# Job
Starting at the line with "Place a point on each instance of the man in navy", copy each line through the last one below exactly as written, without any pictures.

"""

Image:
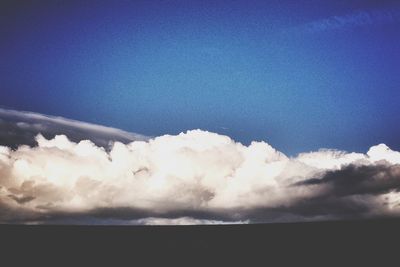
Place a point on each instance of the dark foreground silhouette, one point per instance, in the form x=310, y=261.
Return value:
x=374, y=242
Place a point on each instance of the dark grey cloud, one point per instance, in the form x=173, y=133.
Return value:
x=21, y=128
x=192, y=178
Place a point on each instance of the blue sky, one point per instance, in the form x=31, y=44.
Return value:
x=300, y=75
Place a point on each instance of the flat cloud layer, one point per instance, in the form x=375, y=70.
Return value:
x=197, y=177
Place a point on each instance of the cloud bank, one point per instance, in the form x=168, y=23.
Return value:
x=197, y=177
x=355, y=19
x=21, y=127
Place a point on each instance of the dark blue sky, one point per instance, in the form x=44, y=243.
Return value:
x=300, y=75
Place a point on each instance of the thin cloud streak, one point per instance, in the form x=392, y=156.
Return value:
x=356, y=19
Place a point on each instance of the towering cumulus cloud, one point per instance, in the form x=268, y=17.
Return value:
x=192, y=178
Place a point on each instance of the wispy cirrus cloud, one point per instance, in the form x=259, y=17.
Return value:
x=356, y=19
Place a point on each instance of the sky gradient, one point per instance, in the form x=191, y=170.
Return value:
x=300, y=75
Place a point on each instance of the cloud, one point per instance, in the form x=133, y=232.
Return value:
x=197, y=177
x=21, y=127
x=355, y=19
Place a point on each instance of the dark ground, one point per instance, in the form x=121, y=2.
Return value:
x=346, y=243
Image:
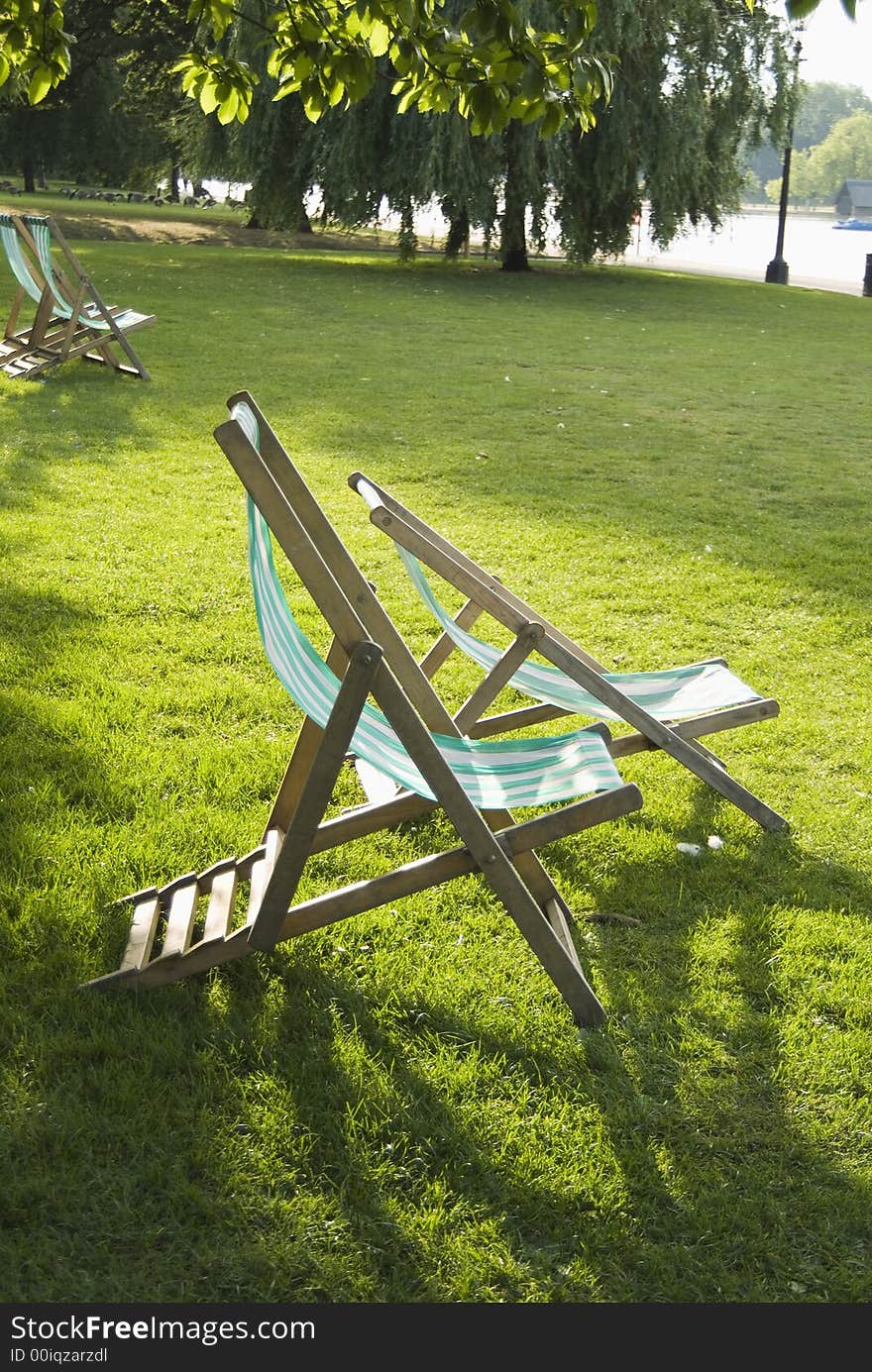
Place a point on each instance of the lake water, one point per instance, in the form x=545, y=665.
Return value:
x=815, y=250
x=818, y=254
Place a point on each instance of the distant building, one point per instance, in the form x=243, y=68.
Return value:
x=854, y=200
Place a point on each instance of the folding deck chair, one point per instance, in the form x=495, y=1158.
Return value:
x=70, y=319
x=669, y=709
x=191, y=923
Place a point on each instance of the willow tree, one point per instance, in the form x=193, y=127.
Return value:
x=698, y=84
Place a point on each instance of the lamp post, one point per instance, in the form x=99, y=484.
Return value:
x=778, y=269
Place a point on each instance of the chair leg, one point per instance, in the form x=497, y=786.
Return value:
x=315, y=795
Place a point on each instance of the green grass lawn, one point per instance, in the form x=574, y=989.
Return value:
x=399, y=1108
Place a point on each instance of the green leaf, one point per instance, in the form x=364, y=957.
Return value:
x=40, y=84
x=380, y=39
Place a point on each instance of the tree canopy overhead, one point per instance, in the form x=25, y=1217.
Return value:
x=493, y=64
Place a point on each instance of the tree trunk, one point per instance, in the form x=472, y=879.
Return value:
x=28, y=170
x=458, y=238
x=512, y=231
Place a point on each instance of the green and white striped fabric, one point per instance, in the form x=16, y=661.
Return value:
x=494, y=774
x=42, y=236
x=675, y=693
x=11, y=246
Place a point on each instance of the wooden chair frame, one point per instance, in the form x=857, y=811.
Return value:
x=195, y=912
x=487, y=594
x=54, y=338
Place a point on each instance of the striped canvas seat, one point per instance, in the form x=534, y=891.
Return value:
x=70, y=319
x=675, y=693
x=669, y=709
x=371, y=700
x=493, y=774
x=89, y=314
x=14, y=256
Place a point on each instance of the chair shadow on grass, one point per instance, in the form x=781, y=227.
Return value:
x=319, y=1086
x=677, y=1160
x=95, y=401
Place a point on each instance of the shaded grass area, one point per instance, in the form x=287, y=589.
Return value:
x=399, y=1108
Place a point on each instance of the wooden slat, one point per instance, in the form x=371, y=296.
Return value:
x=262, y=872
x=180, y=919
x=143, y=926
x=220, y=903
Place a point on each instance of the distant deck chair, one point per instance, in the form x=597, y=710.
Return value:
x=668, y=709
x=191, y=925
x=70, y=319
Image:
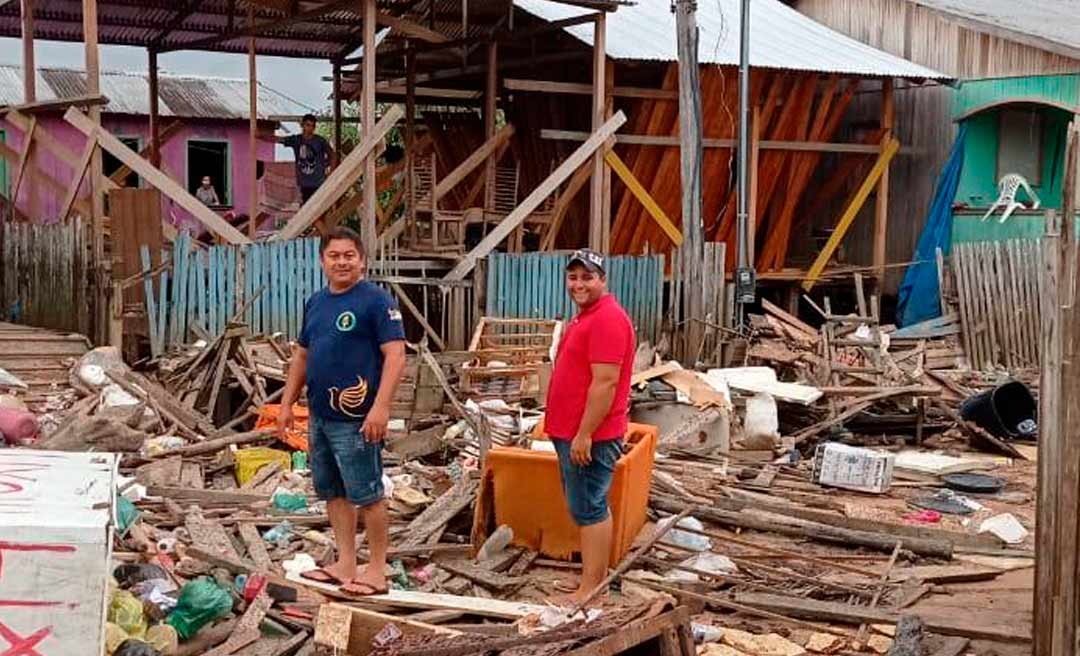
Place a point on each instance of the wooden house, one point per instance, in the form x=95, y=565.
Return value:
x=205, y=132
x=1015, y=63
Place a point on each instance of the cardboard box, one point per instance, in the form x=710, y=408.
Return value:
x=852, y=468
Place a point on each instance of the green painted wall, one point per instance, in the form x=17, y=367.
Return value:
x=979, y=181
x=973, y=94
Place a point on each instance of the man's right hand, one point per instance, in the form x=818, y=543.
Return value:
x=284, y=420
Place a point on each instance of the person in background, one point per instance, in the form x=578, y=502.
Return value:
x=206, y=193
x=588, y=401
x=351, y=353
x=312, y=155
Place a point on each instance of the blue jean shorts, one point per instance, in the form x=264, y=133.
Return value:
x=586, y=487
x=343, y=464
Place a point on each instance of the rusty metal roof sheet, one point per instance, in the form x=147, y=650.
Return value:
x=187, y=96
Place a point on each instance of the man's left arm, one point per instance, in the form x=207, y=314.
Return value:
x=393, y=366
x=597, y=405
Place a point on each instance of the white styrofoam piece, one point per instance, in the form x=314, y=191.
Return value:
x=56, y=518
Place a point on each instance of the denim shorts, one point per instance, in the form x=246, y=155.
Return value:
x=586, y=487
x=343, y=464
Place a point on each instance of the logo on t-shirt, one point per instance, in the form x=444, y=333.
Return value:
x=349, y=401
x=346, y=321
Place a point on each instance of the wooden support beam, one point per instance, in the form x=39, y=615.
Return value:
x=418, y=316
x=253, y=131
x=410, y=29
x=672, y=142
x=599, y=104
x=642, y=195
x=336, y=91
x=572, y=188
x=586, y=90
x=888, y=151
x=80, y=172
x=29, y=68
x=57, y=148
x=532, y=200
x=157, y=177
x=340, y=179
x=471, y=162
x=368, y=229
x=57, y=104
x=154, y=155
x=24, y=158
x=147, y=152
x=881, y=202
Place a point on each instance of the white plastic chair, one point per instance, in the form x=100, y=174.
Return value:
x=1008, y=187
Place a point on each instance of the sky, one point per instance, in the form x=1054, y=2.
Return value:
x=298, y=79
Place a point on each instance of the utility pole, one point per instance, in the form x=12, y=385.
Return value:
x=745, y=278
x=691, y=155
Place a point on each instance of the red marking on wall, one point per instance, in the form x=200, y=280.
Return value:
x=18, y=645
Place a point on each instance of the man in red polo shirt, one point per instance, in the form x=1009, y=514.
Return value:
x=588, y=400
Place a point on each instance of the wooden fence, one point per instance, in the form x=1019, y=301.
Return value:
x=45, y=276
x=199, y=290
x=532, y=285
x=999, y=290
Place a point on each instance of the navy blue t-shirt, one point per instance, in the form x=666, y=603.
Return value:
x=343, y=334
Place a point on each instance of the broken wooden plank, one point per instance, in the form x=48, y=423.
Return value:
x=246, y=630
x=154, y=176
x=436, y=516
x=256, y=546
x=206, y=496
x=534, y=200
x=350, y=630
x=970, y=626
x=483, y=577
x=341, y=178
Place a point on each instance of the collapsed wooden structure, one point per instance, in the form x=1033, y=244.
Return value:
x=507, y=112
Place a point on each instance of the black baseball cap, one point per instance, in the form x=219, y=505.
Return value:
x=589, y=258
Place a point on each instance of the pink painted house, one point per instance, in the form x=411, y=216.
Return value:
x=204, y=128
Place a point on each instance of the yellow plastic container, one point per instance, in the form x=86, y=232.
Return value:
x=526, y=492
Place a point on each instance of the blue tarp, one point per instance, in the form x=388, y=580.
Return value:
x=919, y=293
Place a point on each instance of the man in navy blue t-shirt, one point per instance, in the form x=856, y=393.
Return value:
x=351, y=353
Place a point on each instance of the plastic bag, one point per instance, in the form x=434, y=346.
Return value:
x=129, y=575
x=135, y=647
x=250, y=460
x=125, y=611
x=126, y=514
x=688, y=540
x=201, y=601
x=163, y=638
x=113, y=637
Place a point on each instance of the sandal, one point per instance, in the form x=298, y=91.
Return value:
x=360, y=588
x=321, y=575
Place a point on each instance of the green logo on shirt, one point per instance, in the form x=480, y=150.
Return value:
x=346, y=321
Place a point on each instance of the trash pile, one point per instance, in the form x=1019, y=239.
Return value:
x=823, y=496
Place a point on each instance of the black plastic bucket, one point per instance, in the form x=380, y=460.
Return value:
x=1008, y=411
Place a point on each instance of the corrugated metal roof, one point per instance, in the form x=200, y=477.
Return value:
x=780, y=38
x=187, y=96
x=1050, y=25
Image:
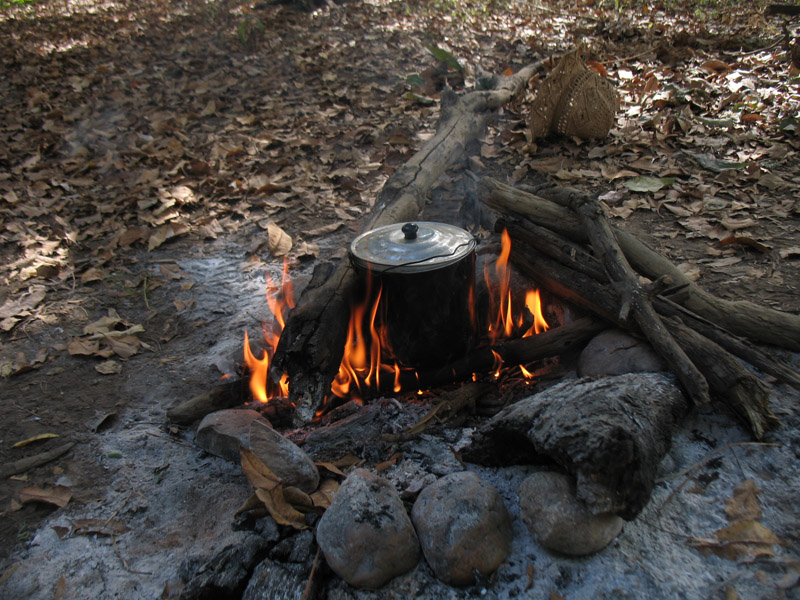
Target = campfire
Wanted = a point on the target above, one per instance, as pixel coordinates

"""

# Result
Place a point on each instance of the man in navy blue t-shirt, one point per instance, in the form x=856, y=393.
Return value:
x=351, y=353
Place a point on each instance of the plastic bag, one point per instance, in the form x=434, y=346.
Return value:
x=129, y=575
x=135, y=647
x=250, y=460
x=125, y=611
x=126, y=514
x=688, y=540
x=201, y=601
x=163, y=638
x=113, y=637
Place a point on each instance of the sandal, one point per instance, in the form x=298, y=91.
Return value:
x=360, y=588
x=321, y=575
Place a point on each instance of the green logo on shirt, one point per instance, in the form x=480, y=150.
Return value:
x=346, y=321
Place a point on each instance of the trash pile, one point per instance, in the form x=1019, y=239.
Return value:
x=823, y=496
Place a point on each instance of the black plastic bucket, one point per instance, in the form x=380, y=460.
Return value:
x=1008, y=411
Place a point on each instance of the corrugated metal roof, one point per instance, in the form x=200, y=477.
Return value:
x=780, y=38
x=187, y=96
x=1050, y=25
Image:
Target = campfire
Wanted = a point on the target above, one per instance, as pixel coordinates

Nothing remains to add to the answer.